[[ Dataset records open ]]
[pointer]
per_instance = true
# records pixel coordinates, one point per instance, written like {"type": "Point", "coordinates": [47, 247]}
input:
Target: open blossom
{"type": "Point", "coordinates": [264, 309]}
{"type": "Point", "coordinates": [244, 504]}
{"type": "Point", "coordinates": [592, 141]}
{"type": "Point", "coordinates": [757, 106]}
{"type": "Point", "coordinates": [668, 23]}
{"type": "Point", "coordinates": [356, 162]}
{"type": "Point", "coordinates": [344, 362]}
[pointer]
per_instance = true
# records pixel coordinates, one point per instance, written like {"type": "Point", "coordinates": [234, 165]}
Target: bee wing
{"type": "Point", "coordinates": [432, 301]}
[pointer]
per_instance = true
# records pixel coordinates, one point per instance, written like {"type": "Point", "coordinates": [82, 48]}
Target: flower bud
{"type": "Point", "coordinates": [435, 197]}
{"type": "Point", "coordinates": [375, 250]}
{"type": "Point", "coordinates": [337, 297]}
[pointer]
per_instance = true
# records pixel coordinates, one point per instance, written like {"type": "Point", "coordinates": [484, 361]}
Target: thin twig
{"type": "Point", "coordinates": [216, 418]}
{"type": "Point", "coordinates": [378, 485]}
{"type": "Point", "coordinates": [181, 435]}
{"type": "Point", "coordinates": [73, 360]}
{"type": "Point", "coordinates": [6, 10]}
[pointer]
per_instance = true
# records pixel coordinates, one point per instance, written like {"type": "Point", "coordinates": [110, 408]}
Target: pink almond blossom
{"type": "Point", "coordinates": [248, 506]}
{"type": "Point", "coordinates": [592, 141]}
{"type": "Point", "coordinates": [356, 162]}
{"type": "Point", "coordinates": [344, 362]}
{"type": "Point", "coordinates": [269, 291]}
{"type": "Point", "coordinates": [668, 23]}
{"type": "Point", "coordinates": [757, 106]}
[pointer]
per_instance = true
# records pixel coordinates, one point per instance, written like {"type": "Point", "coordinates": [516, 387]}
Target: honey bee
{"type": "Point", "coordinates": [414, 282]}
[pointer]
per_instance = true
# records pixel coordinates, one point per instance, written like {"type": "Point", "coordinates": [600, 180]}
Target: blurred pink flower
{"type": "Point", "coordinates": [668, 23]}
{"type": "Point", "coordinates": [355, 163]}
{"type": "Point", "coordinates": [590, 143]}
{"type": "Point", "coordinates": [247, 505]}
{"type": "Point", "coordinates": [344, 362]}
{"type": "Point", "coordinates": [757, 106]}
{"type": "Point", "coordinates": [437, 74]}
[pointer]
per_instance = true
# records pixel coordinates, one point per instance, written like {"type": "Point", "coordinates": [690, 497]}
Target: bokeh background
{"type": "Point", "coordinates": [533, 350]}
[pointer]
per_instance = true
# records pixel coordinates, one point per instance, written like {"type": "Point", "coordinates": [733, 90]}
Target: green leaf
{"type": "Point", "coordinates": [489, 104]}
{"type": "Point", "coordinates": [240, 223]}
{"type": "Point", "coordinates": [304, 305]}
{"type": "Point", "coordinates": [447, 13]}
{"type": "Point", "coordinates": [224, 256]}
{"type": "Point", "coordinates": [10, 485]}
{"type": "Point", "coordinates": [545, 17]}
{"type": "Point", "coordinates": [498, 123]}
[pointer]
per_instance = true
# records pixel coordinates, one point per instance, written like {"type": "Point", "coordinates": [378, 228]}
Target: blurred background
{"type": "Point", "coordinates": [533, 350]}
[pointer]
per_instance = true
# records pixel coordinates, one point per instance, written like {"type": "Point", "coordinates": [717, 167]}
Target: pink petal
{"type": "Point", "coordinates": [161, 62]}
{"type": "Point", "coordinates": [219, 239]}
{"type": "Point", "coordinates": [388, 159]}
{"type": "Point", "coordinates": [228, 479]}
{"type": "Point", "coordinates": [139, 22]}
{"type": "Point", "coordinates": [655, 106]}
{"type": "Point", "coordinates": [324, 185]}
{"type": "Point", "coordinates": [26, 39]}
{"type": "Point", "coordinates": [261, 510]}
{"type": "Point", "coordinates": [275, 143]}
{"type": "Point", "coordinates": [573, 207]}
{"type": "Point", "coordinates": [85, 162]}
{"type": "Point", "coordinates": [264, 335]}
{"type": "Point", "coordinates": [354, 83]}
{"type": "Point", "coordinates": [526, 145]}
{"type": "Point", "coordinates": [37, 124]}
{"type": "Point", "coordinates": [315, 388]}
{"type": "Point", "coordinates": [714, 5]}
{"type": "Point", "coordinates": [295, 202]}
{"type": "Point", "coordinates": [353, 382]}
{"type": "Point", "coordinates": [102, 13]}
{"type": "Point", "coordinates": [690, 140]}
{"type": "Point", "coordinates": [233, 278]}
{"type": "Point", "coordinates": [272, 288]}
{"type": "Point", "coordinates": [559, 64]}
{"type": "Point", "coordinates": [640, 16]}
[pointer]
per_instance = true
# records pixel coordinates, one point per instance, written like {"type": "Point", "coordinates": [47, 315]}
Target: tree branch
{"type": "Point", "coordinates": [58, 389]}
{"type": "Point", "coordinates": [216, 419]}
[[ Dataset records closed ]]
Exercise goal: Please output the listing above exactly, every line included.

Output for this exercise:
[pointer]
per_instance = true
# records pixel coordinates, one point per instance, written like {"type": "Point", "coordinates": [47, 247]}
input:
Target: open blossom
{"type": "Point", "coordinates": [264, 309]}
{"type": "Point", "coordinates": [244, 504]}
{"type": "Point", "coordinates": [592, 141]}
{"type": "Point", "coordinates": [757, 106]}
{"type": "Point", "coordinates": [668, 23]}
{"type": "Point", "coordinates": [356, 162]}
{"type": "Point", "coordinates": [344, 362]}
[pointer]
per_instance = true
# records pixel coordinates, one point per instance, written like {"type": "Point", "coordinates": [234, 165]}
Target: bee wing
{"type": "Point", "coordinates": [432, 301]}
[pointer]
per_instance = true
# records pixel coordinates, one point per instance, written like {"type": "Point", "coordinates": [82, 48]}
Target: flower bud
{"type": "Point", "coordinates": [435, 197]}
{"type": "Point", "coordinates": [375, 250]}
{"type": "Point", "coordinates": [337, 297]}
[pointer]
per_instance = true
# records pixel coordinates, one point per instance, written like {"type": "Point", "coordinates": [484, 361]}
Target: thin twig
{"type": "Point", "coordinates": [216, 418]}
{"type": "Point", "coordinates": [378, 485]}
{"type": "Point", "coordinates": [181, 435]}
{"type": "Point", "coordinates": [73, 360]}
{"type": "Point", "coordinates": [6, 10]}
[pointer]
per_instance = true
# records pixel coordinates, one point per instance, written like {"type": "Point", "coordinates": [110, 408]}
Target: pink almond blossom
{"type": "Point", "coordinates": [248, 506]}
{"type": "Point", "coordinates": [592, 141]}
{"type": "Point", "coordinates": [356, 162]}
{"type": "Point", "coordinates": [344, 362]}
{"type": "Point", "coordinates": [269, 291]}
{"type": "Point", "coordinates": [668, 23]}
{"type": "Point", "coordinates": [757, 106]}
[pointer]
per_instance = true
# records pixel coordinates, one point per instance, written like {"type": "Point", "coordinates": [516, 387]}
Target: honey bee
{"type": "Point", "coordinates": [414, 282]}
[pointer]
per_instance = true
# records pixel coordinates, one point per instance, written like {"type": "Point", "coordinates": [600, 180]}
Target: blurred pink flower
{"type": "Point", "coordinates": [668, 23]}
{"type": "Point", "coordinates": [355, 163]}
{"type": "Point", "coordinates": [590, 143]}
{"type": "Point", "coordinates": [247, 505]}
{"type": "Point", "coordinates": [344, 362]}
{"type": "Point", "coordinates": [757, 106]}
{"type": "Point", "coordinates": [437, 74]}
[pointer]
per_instance = true
# records pixel coordinates, one point per instance, written like {"type": "Point", "coordinates": [690, 497]}
Target: bokeh background
{"type": "Point", "coordinates": [533, 350]}
[pointer]
per_instance = true
# records pixel coordinates, one point per instance, written like {"type": "Point", "coordinates": [733, 90]}
Target: green leaf
{"type": "Point", "coordinates": [489, 104]}
{"type": "Point", "coordinates": [240, 223]}
{"type": "Point", "coordinates": [304, 305]}
{"type": "Point", "coordinates": [447, 13]}
{"type": "Point", "coordinates": [224, 256]}
{"type": "Point", "coordinates": [10, 485]}
{"type": "Point", "coordinates": [545, 17]}
{"type": "Point", "coordinates": [498, 123]}
[pointer]
per_instance = true
# records pixel coordinates, one point per instance, written like {"type": "Point", "coordinates": [378, 228]}
Target: blurred background
{"type": "Point", "coordinates": [533, 350]}
[pointer]
per_instance = true
# records pixel coordinates, one point per instance, written like {"type": "Point", "coordinates": [717, 167]}
Target: pink petal
{"type": "Point", "coordinates": [161, 62]}
{"type": "Point", "coordinates": [219, 239]}
{"type": "Point", "coordinates": [388, 159]}
{"type": "Point", "coordinates": [228, 479]}
{"type": "Point", "coordinates": [139, 22]}
{"type": "Point", "coordinates": [655, 106]}
{"type": "Point", "coordinates": [324, 185]}
{"type": "Point", "coordinates": [26, 39]}
{"type": "Point", "coordinates": [261, 510]}
{"type": "Point", "coordinates": [275, 143]}
{"type": "Point", "coordinates": [573, 207]}
{"type": "Point", "coordinates": [85, 162]}
{"type": "Point", "coordinates": [264, 335]}
{"type": "Point", "coordinates": [354, 83]}
{"type": "Point", "coordinates": [526, 145]}
{"type": "Point", "coordinates": [37, 124]}
{"type": "Point", "coordinates": [315, 388]}
{"type": "Point", "coordinates": [714, 5]}
{"type": "Point", "coordinates": [295, 202]}
{"type": "Point", "coordinates": [353, 382]}
{"type": "Point", "coordinates": [102, 13]}
{"type": "Point", "coordinates": [690, 140]}
{"type": "Point", "coordinates": [233, 278]}
{"type": "Point", "coordinates": [272, 288]}
{"type": "Point", "coordinates": [559, 64]}
{"type": "Point", "coordinates": [640, 16]}
[pointer]
per_instance = true
# records pixel coordinates, one point per instance, written like {"type": "Point", "coordinates": [47, 315]}
Target: tree branch
{"type": "Point", "coordinates": [58, 389]}
{"type": "Point", "coordinates": [216, 419]}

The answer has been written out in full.